- [Set task 1]
Arrange the listing, from its first line through the line containing "point(354, 88)", as a Markdown table with the columns Row and Line. Number each row and leave out blank lines.

- [Text segment]
::::::
Newlyweds on 43 kilometres

On the morning of 30 May 2026, motorhomes and camper vans crowd in front of the Rennsteighalle in Steinbach am Wald. Inside, it smells of coffee and fresh bread. Hundreds of hikers sit at long rows of tables in the sports hall and fortify themselves for the 43 kilometres and just over 1,000 metres of altitude that lie ahead.

Zahlreiche Teilnehmer frühstücken gemeinsam an langen Tischen in einer Halle an der Edwin-Trebes-Straße, Steinbach am Wald, Germany
The 555 participants of the 14th Frankenwald Hiking Marathon have breakfast in the Rennsteighalle in Steinbach am Wald before setting off on the 43-kilometre route shortly after seven o’clock / © Photo: Georg Berg

Shortly before the start at 7 a.m., a scene on the balcony causes a stir. A young woman in a white T-shirt labelled “Crazy Runners” turns round, closes her eyes and throws a bridal bouquet into the crowd. Christine, who got married the previous evening in the Rothenkirchen natural swimming pool, starts her first day as a wife with a marathon through the Franconian Forest. Her husband Johannes laughs beside her. An unmarried woman catches the bouquet – whether she will be at the starting line with a groom next year remains to be seen.

Eine Frau wirft ein kleines Bündel von einem Balkon, während eine Gruppe Menschen zuschaut in der Edwin-Trebes-Straße, Steinbach am Wald, Germany
Christine throws her bridal bouquet from the balcony of the Rennsteighalle into the waiting crowd. The bride and groom had married the previous evening outdoors at the Rothenkirchen natural swimming pool / © Photo: Georg Berg

Cult event with 555 starting places

Eine Wandergruppe wandert auf einem grünen Pfad an der B 85 in Ludwigsstadt Germany
The first few kilometres on the hiking trails are still crowded: All 555 participants start together, but the last ones arrive around six hours after the fastest / © Photo: Georg Berg

The Frankenwald Hiking Marathon has enjoyed cult status in the German hiking scene since 2012. A different municipality organises the event every year. The 555 starting places, which are allocated in three sales rounds at the beginning of February, are highly coveted. They are often sold out in seconds. Those who get a place are part of a community that seeks peace and quiet along the way and has previously fought for the ticket.

The forest tells the story

Eine Gruppe Wanderer steigt einen bewachsenen Pfad bergauf in der Kehlbacher Straße Ludwigsstadt Germany
Dead spruce stumps, the result of bark beetle infestation and drought stress in recent years, alternate with rows of freshly planted young trees in protective sleeves. When reforesting, the Bavarian State Forests rely on mixed tree species instead of the susceptible spruce monoculture / © Photo: Georg Berg

Attentive hikers read a second story in the landscape. The forest opens up in several places: bare slopes, lined with tree stumps, in between tender young growth in rank and file. The bark beetle has done a great job in recent years. Drought, storms and pest infestations have particularly affected the spruce monocultures. Bavarian state forests and private forest owners are clearing the damaged wood and planting a more resistant mix of tree species.
::::::
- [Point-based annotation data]
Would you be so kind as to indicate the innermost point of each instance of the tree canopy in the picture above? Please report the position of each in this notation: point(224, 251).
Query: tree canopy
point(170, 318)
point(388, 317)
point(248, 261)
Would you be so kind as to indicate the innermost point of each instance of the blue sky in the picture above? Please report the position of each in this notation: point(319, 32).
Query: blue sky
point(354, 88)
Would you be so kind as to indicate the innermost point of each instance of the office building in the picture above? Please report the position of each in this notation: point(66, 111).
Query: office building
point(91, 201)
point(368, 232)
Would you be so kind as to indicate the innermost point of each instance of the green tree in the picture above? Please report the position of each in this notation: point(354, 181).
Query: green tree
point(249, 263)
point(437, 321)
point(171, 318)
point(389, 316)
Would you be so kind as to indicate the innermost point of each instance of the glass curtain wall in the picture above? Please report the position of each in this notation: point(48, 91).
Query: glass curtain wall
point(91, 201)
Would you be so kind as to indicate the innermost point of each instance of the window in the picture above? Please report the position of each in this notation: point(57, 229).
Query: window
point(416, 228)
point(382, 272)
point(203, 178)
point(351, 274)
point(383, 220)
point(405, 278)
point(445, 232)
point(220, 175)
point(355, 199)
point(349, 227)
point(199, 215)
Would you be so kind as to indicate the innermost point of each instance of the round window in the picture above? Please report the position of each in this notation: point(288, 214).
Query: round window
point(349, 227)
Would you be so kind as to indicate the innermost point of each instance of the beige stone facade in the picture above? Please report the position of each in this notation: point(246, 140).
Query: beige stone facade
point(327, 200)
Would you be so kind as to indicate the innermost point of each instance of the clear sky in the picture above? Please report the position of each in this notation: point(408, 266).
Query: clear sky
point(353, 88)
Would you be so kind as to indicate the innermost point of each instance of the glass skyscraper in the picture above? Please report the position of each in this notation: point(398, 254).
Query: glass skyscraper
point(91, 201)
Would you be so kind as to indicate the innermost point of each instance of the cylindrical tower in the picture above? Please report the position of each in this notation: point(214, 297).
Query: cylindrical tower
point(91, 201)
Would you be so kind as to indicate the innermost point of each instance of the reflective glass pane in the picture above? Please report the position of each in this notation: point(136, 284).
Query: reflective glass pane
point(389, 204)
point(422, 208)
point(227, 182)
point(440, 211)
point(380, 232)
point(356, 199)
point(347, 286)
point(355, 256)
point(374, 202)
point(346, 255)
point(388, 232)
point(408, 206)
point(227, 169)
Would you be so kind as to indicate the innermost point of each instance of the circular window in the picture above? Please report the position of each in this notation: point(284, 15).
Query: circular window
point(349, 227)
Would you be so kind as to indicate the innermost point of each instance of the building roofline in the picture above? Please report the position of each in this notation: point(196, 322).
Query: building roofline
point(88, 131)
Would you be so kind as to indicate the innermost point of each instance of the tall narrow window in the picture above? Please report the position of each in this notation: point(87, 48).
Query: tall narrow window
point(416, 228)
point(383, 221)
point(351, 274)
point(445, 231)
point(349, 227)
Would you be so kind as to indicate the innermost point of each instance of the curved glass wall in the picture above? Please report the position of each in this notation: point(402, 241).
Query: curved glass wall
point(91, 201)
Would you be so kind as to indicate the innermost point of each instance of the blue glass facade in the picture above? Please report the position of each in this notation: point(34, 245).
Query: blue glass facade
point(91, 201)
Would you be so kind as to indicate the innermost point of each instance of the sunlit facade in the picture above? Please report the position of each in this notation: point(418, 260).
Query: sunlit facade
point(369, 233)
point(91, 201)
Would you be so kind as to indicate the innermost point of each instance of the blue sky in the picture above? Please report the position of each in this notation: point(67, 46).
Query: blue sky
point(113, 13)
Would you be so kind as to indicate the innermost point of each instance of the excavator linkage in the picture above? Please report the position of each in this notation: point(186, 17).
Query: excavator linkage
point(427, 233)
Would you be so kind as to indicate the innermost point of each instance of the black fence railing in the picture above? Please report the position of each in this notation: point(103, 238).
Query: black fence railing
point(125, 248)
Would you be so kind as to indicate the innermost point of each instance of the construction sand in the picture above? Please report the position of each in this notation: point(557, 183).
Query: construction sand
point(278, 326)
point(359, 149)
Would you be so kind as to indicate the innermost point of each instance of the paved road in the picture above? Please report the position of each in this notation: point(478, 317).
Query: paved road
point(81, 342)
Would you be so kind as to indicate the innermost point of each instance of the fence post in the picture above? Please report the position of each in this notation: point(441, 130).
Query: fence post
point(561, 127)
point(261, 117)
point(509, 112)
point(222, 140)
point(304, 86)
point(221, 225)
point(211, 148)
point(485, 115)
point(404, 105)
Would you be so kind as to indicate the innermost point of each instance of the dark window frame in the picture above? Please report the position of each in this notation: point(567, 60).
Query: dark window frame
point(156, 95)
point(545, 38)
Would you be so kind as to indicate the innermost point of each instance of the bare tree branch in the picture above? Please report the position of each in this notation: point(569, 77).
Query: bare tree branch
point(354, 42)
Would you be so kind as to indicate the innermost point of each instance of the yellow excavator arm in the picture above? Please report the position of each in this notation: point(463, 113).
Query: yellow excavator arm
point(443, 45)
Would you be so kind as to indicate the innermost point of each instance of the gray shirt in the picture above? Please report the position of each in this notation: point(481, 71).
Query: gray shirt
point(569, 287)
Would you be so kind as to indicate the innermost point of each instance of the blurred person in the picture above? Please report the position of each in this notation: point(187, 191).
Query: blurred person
::::::
- [Set task 2]
Reproduce the part of the hiking marathon article that opens with the words "The Frankenwald Hiking" and closes with "for the ticket.".

- [Task response 1]
| Row | Line |
|---|---|
| 1 | Would you be so kind as to indicate the innermost point of each instance of the tree canopy in the picture above? Please report the position of each in this notation: point(224, 251). |
| 2 | Query: tree canopy |
| 3 | point(170, 318) |
| 4 | point(388, 317) |
| 5 | point(248, 261) |
| 6 | Would you be so kind as to indicate the innermost point of each instance of the blue sky in the picture above? Please report the position of each in this notation: point(319, 32). |
| 7 | Query: blue sky |
| 8 | point(354, 88) |

- [Task response 2]
The Frankenwald Hiking Marathon has enjoyed cult status in the German hiking scene since 2012. A different municipality organises the event every year. The 555 starting places, which are allocated in three sales rounds at the beginning of February, are highly coveted. They are often sold out in seconds. Those who get a place are part of a community that seeks peace and quiet along the way and has previously fought for the ticket.